- _TO BE DONE_:
Will you restate verbatim the lines running from the line with "Return one point per instance of the black jacket, each" to the end of the data, leaving out everything else?

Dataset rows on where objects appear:
↓↓↓
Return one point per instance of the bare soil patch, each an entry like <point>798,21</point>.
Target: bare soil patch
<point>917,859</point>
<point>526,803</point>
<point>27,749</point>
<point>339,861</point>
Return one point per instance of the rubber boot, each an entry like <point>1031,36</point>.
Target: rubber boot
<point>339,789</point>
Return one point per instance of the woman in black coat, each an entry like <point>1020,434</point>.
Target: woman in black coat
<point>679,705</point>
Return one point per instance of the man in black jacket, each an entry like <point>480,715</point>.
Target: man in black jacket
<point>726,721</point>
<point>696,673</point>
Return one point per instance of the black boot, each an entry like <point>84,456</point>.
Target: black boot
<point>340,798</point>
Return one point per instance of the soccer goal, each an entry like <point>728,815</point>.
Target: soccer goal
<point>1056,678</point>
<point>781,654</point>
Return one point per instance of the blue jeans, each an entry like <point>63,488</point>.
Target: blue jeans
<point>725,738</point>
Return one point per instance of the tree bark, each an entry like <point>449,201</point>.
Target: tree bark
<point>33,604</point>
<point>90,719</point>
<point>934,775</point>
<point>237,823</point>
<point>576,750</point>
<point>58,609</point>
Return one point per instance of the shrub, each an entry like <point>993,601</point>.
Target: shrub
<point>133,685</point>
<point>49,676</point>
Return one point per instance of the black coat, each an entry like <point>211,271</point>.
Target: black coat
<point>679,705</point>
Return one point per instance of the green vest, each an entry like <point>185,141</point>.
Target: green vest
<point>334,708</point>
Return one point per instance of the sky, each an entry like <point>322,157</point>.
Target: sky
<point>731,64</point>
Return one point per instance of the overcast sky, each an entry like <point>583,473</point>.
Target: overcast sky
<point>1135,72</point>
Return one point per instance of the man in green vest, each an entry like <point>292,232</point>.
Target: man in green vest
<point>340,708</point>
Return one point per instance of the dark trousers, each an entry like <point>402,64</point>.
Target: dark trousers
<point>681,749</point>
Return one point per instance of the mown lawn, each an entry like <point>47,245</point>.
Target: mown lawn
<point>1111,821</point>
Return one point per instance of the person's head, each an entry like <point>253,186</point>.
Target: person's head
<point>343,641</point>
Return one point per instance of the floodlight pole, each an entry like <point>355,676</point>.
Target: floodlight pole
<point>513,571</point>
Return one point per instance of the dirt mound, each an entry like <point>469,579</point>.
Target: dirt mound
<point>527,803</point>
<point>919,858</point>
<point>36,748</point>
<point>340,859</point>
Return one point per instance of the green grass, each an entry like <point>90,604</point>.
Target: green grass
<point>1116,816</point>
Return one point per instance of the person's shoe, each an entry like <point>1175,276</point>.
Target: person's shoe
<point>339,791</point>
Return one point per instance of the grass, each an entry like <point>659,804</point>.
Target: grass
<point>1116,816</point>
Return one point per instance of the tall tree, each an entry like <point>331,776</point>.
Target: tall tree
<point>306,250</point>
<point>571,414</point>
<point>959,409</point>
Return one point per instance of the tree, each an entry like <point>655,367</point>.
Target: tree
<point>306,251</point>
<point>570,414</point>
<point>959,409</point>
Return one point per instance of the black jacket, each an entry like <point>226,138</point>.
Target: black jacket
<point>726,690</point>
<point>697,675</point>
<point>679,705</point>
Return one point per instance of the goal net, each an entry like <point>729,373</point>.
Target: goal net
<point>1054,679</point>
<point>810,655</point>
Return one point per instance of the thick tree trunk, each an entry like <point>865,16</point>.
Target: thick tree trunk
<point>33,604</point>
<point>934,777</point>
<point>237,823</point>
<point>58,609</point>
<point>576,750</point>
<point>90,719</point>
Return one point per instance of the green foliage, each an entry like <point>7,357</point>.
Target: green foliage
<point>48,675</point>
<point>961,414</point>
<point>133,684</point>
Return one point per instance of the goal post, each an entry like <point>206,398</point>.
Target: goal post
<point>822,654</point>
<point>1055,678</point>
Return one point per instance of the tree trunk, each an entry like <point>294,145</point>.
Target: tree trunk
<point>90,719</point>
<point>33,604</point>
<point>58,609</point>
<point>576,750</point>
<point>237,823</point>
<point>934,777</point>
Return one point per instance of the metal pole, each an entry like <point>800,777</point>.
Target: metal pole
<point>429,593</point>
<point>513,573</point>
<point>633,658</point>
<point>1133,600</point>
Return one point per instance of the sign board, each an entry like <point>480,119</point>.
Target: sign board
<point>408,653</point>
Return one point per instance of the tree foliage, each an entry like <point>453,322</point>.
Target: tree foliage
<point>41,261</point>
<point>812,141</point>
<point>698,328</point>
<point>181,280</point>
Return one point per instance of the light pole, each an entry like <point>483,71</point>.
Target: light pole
↑↑↑
- _RESULT_:
Return one point per instance of the black jacket, each an entry like <point>226,138</point>.
Target: black jacket
<point>726,690</point>
<point>697,675</point>
<point>679,705</point>
Return one point per instance of the goal net, each an entry like <point>729,373</point>.
Target: goal net
<point>1054,679</point>
<point>810,655</point>
Return one point per instance of the thick tree trunk, each an entry like <point>865,16</point>.
Target: thick tree trunk
<point>33,604</point>
<point>934,777</point>
<point>237,823</point>
<point>58,609</point>
<point>576,750</point>
<point>90,719</point>
Return one point per instance of the green foliage, each an entry like <point>7,357</point>.
Target: green foliage
<point>48,675</point>
<point>961,414</point>
<point>133,684</point>
Return one point per instance of the goal post, each an entry like <point>206,398</point>.
Target: goal post
<point>822,654</point>
<point>1055,678</point>
Return one point per instance of the tree trunk, each an entry like <point>294,145</point>.
Target: tree trunk
<point>90,719</point>
<point>33,604</point>
<point>58,609</point>
<point>576,750</point>
<point>237,823</point>
<point>934,777</point>
Return one point per instance of the metal pole, each an entry like <point>800,777</point>.
Target: metal pole
<point>429,593</point>
<point>513,573</point>
<point>633,658</point>
<point>1133,600</point>
Return one point per instance of the sign board, each an entry like <point>480,119</point>.
Target: sign board
<point>408,653</point>
Return one point per instance of the tree foliage, each an entry like <point>453,322</point>.
Target: tree foliage
<point>41,261</point>
<point>812,141</point>
<point>698,328</point>
<point>181,280</point>
Return one point per instance of the light pole, each an entry like <point>483,71</point>.
Target: light pole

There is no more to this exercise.